Image entries for named regions
* * * *
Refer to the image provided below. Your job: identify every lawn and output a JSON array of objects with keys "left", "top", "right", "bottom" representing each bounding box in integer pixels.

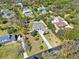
[
  {"left": 27, "top": 35, "right": 47, "bottom": 56},
  {"left": 0, "top": 43, "right": 23, "bottom": 59}
]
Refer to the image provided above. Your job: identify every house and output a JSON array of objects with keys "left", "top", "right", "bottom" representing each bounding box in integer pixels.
[
  {"left": 16, "top": 0, "right": 22, "bottom": 3},
  {"left": 52, "top": 16, "right": 73, "bottom": 33},
  {"left": 1, "top": 9, "right": 15, "bottom": 18},
  {"left": 23, "top": 8, "right": 33, "bottom": 16},
  {"left": 32, "top": 21, "right": 48, "bottom": 33},
  {"left": 38, "top": 6, "right": 48, "bottom": 14},
  {"left": 15, "top": 3, "right": 23, "bottom": 8},
  {"left": 0, "top": 34, "right": 18, "bottom": 44}
]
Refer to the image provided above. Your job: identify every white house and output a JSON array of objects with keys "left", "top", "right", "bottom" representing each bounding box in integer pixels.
[{"left": 52, "top": 16, "right": 73, "bottom": 33}]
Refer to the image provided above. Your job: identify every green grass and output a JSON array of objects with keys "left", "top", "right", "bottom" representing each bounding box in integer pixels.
[{"left": 0, "top": 43, "right": 23, "bottom": 59}]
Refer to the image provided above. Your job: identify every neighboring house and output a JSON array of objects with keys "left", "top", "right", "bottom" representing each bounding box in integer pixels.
[
  {"left": 16, "top": 0, "right": 22, "bottom": 3},
  {"left": 0, "top": 34, "right": 18, "bottom": 44},
  {"left": 32, "top": 21, "right": 48, "bottom": 33},
  {"left": 38, "top": 6, "right": 49, "bottom": 14},
  {"left": 52, "top": 16, "right": 73, "bottom": 33},
  {"left": 15, "top": 3, "right": 23, "bottom": 8},
  {"left": 1, "top": 9, "right": 15, "bottom": 18},
  {"left": 23, "top": 8, "right": 33, "bottom": 16}
]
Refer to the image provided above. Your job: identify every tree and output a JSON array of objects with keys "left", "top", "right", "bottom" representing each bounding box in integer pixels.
[{"left": 31, "top": 30, "right": 37, "bottom": 36}]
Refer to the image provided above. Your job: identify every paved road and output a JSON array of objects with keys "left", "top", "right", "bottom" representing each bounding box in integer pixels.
[{"left": 39, "top": 30, "right": 52, "bottom": 49}]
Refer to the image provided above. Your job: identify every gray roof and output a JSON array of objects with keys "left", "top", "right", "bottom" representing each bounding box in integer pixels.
[{"left": 0, "top": 35, "right": 16, "bottom": 43}]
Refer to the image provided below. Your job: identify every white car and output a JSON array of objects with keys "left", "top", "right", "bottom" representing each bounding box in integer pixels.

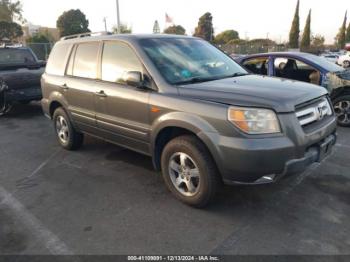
* * * *
WHAT YOU SHOULD DO
Identify each line of the entries above that contains the string "green", matching case exactly, and copy those lines.

EXERCISE ANSWER
Refer to the image provided above. Your job: identify every green grass and output a JSON array of objects with keys "left", "top", "right", "bottom" representing each bounding box in integer pixels.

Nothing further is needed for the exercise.